TASK
Write out all the data again, exactly.
*** Opening RECORDS PROVIDED ***
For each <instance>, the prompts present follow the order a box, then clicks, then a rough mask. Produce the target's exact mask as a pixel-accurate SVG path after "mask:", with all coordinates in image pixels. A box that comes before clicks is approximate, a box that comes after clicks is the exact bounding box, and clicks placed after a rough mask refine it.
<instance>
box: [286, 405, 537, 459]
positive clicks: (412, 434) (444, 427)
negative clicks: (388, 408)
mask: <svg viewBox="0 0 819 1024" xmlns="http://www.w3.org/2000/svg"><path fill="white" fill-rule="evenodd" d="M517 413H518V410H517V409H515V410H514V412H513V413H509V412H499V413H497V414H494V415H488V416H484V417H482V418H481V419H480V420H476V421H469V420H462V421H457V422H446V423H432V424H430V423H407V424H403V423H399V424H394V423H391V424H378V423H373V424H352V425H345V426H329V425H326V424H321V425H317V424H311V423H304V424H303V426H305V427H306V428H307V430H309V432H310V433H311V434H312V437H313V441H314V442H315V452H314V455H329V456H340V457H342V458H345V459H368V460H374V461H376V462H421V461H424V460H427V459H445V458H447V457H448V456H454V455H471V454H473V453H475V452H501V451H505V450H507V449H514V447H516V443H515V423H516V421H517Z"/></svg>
*** Closing RECORDS PROVIDED ***
EXERCISE ANSWER
For each <instance>, the prompts present follow the order a box, then clicks, then a rough mask. Produce the target's exact mask as a pixel-accurate SVG path after "mask:", with all coordinates in image pixels. A box that comes before clicks is approximate, a box that comes after clicks is the exact bounding box, and clicks placed after a rough mask refine it.
<instance>
box: [286, 405, 537, 459]
positive clicks: (412, 434) (444, 427)
negative clicks: (388, 408)
mask: <svg viewBox="0 0 819 1024" xmlns="http://www.w3.org/2000/svg"><path fill="white" fill-rule="evenodd" d="M517 413H518V410H517V409H515V410H514V412H513V413H509V412H499V413H497V414H494V415H488V416H484V417H482V418H481V419H480V420H476V421H469V420H462V421H457V422H446V423H432V424H430V423H407V424H403V423H399V424H394V423H391V424H378V423H373V424H352V425H345V426H329V425H326V424H321V425H317V424H311V423H304V424H303V426H305V427H306V428H307V430H309V432H310V433H311V434H312V437H313V441H314V442H315V452H314V455H329V456H340V457H342V458H345V459H368V460H374V461H376V462H421V461H424V460H427V459H445V458H447V457H448V456H454V455H471V454H473V453H475V452H501V451H505V450H507V449H514V447H516V443H515V423H516V421H517Z"/></svg>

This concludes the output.